━━━ DATA FOR THIS EXERCISE ━━━

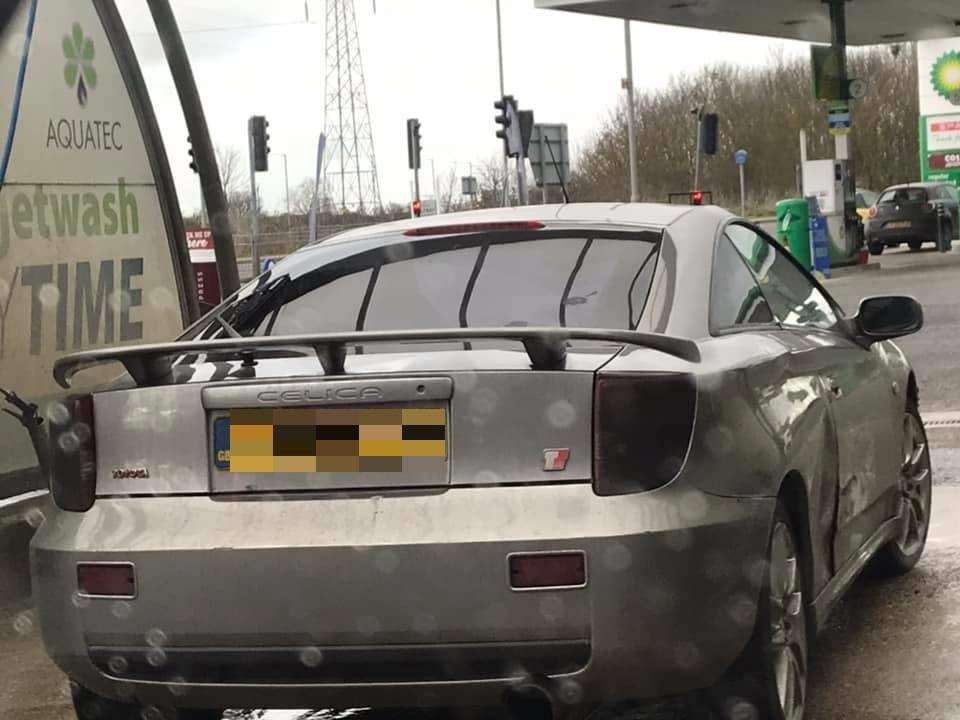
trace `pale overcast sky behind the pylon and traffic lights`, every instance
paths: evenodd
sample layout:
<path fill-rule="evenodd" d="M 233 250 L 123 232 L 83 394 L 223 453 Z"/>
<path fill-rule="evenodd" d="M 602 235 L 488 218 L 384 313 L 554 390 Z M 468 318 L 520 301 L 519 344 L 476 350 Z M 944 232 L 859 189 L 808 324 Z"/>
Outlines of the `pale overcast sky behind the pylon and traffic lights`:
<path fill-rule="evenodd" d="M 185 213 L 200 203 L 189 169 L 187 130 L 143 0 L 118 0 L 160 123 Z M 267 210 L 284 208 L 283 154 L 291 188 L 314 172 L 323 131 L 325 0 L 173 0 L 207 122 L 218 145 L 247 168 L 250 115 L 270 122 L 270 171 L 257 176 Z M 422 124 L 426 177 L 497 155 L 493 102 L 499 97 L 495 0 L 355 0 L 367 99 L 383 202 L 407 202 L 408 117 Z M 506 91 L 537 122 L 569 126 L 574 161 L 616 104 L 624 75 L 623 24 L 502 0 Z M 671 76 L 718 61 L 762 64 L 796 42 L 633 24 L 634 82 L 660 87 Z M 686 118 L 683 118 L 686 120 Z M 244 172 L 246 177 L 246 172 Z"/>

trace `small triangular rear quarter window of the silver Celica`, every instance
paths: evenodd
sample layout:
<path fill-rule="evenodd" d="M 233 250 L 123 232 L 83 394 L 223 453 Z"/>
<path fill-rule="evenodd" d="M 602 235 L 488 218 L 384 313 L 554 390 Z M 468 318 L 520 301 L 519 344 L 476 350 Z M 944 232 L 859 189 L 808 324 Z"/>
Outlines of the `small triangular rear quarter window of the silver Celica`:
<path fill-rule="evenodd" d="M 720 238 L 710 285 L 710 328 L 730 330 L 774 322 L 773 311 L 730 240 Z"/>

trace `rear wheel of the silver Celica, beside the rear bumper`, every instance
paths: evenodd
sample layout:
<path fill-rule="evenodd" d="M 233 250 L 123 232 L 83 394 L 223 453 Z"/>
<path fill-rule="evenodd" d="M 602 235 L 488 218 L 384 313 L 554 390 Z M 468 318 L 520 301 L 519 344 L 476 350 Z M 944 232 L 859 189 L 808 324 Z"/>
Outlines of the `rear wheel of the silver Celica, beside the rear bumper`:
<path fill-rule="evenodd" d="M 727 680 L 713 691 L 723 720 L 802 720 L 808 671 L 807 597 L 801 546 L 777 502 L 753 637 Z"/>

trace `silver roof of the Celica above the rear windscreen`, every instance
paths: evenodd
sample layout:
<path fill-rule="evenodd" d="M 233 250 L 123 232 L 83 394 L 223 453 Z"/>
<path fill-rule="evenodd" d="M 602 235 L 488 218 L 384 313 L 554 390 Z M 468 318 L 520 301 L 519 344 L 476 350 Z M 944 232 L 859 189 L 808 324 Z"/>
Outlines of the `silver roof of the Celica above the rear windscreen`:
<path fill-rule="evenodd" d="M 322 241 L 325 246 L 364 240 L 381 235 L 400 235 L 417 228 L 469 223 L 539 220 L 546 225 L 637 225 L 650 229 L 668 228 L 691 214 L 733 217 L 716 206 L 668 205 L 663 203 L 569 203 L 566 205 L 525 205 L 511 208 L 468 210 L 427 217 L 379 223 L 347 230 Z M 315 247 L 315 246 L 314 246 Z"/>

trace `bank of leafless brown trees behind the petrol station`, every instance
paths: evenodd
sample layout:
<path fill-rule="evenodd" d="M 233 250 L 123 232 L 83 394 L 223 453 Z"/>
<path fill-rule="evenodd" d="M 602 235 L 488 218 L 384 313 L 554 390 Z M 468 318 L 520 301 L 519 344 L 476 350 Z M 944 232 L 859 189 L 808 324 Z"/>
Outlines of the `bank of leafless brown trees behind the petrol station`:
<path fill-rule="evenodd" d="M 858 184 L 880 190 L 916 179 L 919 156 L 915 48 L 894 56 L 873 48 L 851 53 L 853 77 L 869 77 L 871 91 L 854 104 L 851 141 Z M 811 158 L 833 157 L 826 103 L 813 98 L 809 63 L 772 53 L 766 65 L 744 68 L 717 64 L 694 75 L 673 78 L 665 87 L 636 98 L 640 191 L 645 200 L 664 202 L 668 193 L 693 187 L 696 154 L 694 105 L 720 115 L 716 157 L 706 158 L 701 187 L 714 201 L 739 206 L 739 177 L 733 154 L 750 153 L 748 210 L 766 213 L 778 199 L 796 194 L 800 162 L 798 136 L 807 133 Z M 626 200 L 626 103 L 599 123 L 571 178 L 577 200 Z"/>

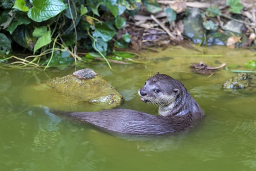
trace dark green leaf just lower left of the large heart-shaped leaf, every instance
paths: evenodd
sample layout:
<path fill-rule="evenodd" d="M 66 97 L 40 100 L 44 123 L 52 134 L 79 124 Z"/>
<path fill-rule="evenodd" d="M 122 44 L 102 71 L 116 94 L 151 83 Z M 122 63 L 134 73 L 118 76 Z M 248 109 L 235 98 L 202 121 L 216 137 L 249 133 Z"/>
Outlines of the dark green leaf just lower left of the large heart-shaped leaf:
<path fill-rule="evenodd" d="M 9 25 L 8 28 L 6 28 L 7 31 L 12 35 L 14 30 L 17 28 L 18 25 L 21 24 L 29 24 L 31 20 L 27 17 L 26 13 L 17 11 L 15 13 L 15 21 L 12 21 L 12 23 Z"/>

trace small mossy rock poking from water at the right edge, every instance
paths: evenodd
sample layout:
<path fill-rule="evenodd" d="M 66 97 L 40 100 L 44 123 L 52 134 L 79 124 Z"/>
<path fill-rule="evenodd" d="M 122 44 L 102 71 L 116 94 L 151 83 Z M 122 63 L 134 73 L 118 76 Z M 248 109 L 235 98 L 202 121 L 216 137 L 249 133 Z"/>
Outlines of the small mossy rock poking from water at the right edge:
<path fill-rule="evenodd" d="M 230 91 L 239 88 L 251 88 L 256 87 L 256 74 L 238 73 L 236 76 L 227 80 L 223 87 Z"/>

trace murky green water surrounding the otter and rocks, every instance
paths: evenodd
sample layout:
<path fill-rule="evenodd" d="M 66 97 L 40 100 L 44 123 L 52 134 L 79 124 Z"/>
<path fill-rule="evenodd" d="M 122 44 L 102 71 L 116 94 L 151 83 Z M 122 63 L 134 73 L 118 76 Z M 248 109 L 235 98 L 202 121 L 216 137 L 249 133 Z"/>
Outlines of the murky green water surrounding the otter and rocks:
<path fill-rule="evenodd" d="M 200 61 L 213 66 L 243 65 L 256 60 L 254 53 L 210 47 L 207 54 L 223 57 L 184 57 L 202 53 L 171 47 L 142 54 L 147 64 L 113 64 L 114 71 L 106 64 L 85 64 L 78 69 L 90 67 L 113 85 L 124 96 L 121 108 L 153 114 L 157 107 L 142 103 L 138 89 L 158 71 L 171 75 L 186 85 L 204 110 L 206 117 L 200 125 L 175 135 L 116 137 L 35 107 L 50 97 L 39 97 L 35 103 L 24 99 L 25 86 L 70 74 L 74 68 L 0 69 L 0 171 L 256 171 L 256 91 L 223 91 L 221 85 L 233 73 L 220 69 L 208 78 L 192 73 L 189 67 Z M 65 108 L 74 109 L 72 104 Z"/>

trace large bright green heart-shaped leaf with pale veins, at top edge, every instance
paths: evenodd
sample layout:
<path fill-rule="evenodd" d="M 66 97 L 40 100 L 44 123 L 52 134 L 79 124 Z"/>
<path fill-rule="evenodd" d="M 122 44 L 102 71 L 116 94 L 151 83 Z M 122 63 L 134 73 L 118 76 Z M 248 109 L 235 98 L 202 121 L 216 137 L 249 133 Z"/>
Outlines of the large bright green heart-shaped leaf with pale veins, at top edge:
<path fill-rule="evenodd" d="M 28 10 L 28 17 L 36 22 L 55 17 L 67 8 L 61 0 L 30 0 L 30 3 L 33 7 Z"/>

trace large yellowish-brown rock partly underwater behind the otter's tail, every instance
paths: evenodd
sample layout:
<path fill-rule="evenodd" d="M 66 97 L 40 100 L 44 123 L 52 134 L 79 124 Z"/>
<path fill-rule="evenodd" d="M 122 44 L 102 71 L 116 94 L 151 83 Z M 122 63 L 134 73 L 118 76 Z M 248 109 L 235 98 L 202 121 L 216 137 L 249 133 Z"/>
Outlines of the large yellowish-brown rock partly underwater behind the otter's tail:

━━━
━━━ DATA FOR THIS EXERCISE ━━━

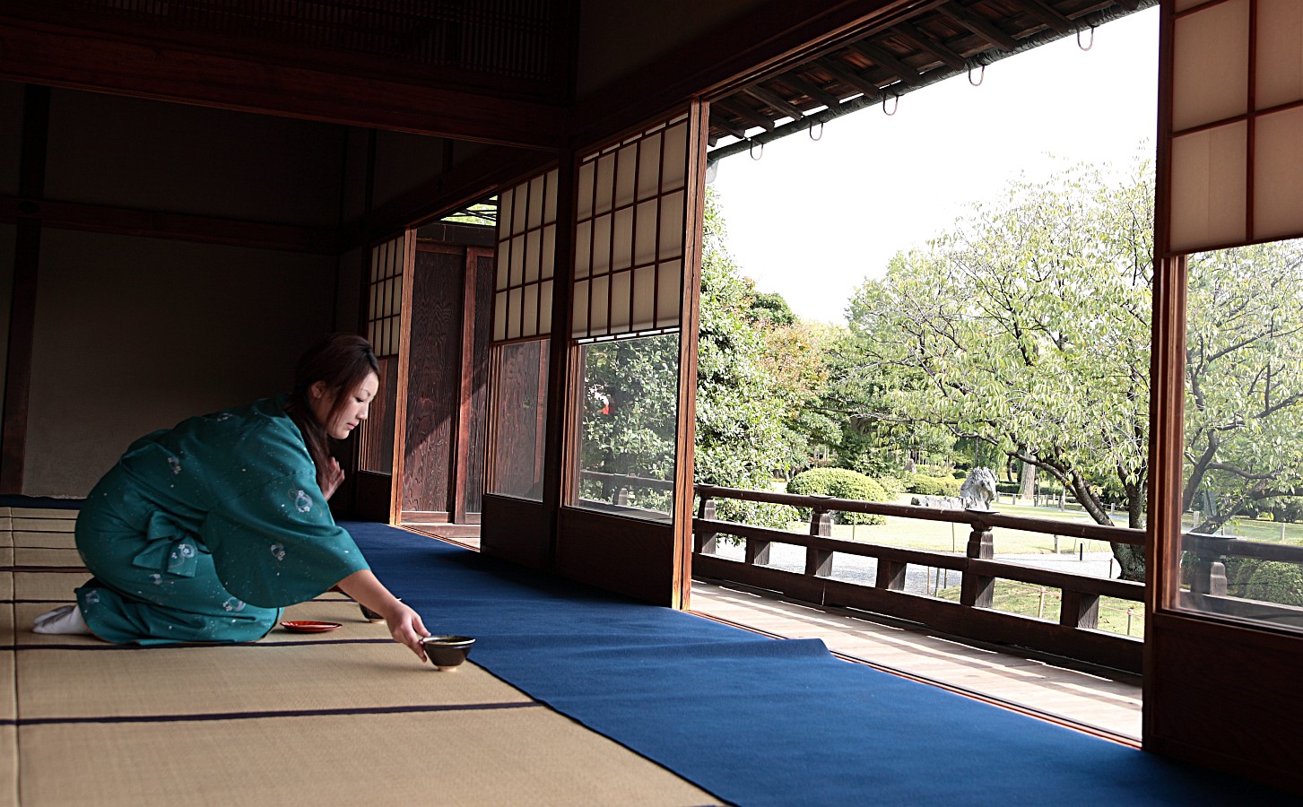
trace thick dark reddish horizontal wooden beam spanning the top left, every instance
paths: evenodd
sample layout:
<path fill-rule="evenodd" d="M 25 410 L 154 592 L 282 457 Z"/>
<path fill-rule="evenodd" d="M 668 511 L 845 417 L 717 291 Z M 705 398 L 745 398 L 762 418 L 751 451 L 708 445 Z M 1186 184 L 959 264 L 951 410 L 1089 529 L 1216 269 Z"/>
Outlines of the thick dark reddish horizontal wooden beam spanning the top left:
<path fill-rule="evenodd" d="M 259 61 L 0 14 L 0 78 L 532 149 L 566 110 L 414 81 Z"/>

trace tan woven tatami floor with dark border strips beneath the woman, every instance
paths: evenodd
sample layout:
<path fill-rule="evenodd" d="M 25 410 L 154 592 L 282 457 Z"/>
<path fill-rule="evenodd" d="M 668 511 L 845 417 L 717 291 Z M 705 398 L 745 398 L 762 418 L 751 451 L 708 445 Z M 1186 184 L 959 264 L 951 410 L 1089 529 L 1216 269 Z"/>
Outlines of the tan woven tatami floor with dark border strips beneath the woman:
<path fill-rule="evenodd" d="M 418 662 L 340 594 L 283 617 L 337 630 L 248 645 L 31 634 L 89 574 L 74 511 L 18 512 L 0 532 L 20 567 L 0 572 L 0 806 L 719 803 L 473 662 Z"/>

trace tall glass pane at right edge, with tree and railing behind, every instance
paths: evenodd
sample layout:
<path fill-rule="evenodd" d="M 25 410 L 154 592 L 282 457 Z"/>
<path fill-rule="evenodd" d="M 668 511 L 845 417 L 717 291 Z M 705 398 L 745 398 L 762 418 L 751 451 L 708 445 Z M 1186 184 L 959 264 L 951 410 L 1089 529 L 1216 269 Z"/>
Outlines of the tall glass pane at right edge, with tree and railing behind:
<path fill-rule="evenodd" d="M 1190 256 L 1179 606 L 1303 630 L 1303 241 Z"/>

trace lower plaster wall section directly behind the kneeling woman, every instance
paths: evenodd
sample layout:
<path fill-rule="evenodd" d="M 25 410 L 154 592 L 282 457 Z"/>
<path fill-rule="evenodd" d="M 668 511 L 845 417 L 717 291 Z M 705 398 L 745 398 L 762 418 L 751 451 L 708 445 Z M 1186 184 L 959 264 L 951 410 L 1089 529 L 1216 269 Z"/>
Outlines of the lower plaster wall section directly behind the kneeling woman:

━━━
━━━ DATA FOR THIS EXERCISE ━━━

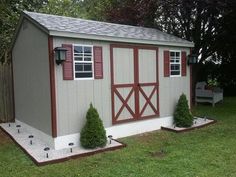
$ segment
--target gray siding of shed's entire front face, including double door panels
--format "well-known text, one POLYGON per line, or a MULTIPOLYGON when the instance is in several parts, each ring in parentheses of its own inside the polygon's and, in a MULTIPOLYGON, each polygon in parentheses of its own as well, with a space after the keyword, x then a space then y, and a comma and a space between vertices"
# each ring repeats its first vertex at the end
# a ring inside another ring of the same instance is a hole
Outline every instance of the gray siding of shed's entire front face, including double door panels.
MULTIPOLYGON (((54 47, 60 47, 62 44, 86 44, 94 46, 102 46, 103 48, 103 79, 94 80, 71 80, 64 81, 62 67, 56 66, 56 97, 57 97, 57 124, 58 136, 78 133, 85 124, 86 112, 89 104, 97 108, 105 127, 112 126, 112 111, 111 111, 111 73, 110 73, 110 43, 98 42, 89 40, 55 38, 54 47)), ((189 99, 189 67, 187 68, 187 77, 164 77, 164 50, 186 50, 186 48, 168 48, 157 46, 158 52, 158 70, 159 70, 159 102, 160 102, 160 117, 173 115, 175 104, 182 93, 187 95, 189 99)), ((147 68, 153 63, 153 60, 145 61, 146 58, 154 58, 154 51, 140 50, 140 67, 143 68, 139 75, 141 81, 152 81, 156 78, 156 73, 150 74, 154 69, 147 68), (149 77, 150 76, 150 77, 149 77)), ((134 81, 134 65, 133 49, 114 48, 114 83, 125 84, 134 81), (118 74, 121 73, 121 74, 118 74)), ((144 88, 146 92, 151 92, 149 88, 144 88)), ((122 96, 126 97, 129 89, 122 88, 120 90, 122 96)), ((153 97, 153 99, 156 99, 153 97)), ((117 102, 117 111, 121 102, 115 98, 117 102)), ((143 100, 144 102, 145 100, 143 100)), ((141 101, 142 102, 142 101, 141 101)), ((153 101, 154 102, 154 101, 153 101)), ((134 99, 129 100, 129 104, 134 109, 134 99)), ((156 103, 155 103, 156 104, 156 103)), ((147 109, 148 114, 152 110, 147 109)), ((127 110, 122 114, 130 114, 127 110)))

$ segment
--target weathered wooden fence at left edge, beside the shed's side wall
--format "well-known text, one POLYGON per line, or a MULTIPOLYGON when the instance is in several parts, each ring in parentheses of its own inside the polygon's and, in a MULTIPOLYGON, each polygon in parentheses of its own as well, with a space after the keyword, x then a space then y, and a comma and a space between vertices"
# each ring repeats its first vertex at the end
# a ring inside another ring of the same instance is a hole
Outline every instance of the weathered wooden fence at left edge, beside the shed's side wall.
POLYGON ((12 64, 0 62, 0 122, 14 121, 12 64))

━━━

Your response should be each line that includes the word "yellowish", copied from the records.

trace large yellowish-brown rock partly underwater behind the otter's tail, every instance
Outlines of the large yellowish-brown rock partly underwater behind the otter's tail:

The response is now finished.